[Start of section]

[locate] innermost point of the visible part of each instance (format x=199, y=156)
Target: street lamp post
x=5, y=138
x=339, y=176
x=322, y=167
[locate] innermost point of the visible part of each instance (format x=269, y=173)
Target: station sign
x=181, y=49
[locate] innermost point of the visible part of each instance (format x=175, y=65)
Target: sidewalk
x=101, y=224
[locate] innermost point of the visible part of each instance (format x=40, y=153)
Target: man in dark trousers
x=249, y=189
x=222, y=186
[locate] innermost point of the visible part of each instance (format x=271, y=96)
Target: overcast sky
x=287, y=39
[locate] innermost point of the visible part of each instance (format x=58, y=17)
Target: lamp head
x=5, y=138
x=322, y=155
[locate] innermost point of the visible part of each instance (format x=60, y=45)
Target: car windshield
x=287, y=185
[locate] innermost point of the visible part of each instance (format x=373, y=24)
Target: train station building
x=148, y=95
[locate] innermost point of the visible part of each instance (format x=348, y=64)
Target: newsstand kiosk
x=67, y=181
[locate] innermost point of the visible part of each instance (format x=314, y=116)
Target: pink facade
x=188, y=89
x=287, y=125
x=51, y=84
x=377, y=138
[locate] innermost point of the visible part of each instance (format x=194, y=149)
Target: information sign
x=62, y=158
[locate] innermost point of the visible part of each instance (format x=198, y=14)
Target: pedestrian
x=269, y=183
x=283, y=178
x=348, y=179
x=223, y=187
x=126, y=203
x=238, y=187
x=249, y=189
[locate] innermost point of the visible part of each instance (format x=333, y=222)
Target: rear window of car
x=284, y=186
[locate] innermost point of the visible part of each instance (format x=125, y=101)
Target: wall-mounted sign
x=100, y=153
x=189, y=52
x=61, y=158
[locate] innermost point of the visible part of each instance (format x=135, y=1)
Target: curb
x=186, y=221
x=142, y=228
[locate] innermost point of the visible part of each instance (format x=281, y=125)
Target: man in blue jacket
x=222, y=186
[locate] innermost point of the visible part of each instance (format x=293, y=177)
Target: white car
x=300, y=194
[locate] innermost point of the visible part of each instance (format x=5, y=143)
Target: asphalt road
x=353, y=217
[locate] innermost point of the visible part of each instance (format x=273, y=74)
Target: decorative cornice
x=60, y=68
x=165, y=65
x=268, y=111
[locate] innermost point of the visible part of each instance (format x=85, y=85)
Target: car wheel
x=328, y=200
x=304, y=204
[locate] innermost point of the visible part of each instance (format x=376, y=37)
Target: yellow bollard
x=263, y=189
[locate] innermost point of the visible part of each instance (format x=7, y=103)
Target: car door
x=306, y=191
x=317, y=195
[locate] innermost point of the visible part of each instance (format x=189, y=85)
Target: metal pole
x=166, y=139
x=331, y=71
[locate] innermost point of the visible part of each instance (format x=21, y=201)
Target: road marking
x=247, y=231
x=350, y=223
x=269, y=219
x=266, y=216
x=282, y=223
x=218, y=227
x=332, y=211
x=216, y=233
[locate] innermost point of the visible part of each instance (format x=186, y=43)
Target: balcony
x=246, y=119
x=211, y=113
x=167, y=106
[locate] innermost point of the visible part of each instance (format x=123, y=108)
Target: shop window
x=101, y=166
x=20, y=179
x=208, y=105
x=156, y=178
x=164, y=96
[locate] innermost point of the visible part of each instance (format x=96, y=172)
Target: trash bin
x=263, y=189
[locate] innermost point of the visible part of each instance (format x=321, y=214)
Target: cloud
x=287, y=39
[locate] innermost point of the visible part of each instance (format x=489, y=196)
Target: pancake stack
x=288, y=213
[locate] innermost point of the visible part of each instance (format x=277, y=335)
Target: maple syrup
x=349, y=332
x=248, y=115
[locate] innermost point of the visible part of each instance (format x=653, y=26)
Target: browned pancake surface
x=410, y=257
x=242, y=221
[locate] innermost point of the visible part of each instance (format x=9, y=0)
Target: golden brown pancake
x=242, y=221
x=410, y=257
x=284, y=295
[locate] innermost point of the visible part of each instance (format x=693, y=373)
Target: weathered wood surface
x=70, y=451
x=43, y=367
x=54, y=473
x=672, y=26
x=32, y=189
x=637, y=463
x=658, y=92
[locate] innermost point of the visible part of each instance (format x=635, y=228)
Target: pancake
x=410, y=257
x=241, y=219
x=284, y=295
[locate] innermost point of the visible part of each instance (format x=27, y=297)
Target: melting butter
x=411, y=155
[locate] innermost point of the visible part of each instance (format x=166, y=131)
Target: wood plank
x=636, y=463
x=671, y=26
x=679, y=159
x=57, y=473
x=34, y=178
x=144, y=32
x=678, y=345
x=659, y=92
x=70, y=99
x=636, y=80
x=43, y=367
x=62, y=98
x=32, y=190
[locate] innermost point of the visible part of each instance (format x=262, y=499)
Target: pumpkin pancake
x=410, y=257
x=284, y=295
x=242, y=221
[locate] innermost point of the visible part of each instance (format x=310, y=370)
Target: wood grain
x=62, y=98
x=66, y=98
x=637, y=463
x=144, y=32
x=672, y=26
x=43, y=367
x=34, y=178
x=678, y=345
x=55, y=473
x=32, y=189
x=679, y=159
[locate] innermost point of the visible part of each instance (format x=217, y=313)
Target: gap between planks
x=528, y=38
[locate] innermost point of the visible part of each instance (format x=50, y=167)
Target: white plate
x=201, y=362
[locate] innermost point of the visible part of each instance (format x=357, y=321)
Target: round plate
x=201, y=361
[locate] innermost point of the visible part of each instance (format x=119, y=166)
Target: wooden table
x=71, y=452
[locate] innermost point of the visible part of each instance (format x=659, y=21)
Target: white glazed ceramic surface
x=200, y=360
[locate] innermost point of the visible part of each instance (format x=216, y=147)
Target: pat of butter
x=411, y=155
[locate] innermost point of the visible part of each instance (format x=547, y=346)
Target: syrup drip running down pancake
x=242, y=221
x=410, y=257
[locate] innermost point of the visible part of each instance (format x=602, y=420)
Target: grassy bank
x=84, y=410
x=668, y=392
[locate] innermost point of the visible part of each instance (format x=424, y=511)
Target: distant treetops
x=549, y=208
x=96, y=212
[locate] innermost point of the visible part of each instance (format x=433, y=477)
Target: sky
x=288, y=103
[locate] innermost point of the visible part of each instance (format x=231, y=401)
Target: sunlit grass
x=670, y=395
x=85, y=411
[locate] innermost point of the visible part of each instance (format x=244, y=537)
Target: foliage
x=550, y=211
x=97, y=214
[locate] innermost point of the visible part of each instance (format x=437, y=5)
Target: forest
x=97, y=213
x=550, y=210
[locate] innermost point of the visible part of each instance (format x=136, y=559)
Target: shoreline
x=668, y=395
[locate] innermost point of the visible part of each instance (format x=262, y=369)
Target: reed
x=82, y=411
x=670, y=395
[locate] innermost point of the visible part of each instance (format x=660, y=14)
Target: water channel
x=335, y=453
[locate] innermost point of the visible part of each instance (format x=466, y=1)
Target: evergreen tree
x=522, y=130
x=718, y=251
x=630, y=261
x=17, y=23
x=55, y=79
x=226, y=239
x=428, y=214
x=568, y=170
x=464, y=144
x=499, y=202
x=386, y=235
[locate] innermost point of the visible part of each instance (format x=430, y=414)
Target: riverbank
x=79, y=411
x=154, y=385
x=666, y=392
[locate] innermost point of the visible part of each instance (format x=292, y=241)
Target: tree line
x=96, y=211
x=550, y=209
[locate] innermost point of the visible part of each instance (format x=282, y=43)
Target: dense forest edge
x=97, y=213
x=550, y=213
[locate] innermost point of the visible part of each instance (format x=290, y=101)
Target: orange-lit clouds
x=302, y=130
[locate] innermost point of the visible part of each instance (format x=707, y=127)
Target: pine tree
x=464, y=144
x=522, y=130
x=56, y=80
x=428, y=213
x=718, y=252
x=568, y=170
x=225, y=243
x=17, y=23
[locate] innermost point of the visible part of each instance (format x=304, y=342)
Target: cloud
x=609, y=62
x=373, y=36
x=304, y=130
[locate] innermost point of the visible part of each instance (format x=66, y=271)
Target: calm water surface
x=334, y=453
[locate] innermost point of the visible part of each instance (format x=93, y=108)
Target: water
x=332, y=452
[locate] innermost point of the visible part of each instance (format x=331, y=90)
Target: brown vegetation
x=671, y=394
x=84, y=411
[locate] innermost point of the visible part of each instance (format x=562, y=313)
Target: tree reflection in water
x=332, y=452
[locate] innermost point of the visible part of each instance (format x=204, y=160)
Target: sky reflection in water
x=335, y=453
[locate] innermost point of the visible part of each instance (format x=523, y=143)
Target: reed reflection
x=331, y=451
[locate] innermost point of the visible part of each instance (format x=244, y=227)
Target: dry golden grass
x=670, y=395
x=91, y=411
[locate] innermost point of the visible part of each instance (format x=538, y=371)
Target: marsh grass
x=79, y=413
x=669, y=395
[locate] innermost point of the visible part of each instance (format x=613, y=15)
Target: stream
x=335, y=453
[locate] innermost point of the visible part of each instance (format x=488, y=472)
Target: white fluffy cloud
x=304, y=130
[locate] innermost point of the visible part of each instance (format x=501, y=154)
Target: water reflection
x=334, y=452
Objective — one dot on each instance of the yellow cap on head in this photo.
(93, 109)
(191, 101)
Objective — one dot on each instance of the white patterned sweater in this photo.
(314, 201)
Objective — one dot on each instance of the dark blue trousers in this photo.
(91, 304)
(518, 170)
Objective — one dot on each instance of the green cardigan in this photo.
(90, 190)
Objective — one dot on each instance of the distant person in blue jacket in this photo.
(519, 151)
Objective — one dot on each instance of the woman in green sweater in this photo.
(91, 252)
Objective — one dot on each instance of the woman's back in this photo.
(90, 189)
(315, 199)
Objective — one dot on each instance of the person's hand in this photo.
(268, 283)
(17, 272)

[End of section]

Out of the material above, output word for word the line with "(format x=125, y=101)", the line with "(format x=293, y=177)", and all lines between them, with nothing else.

[locate] innermost point of the visible part of each instance (format x=125, y=101)
Target: wall-mounted sign
x=100, y=153
x=189, y=52
x=61, y=158
[locate] innermost point of the visible part of each instance (format x=135, y=1)
Target: curb
x=186, y=221
x=142, y=228
[locate] innermost point of the visible part of each instance (format x=281, y=125)
Target: man in blue jacket
x=222, y=186
[locate] innermost point of the visible part of each instance (format x=293, y=177)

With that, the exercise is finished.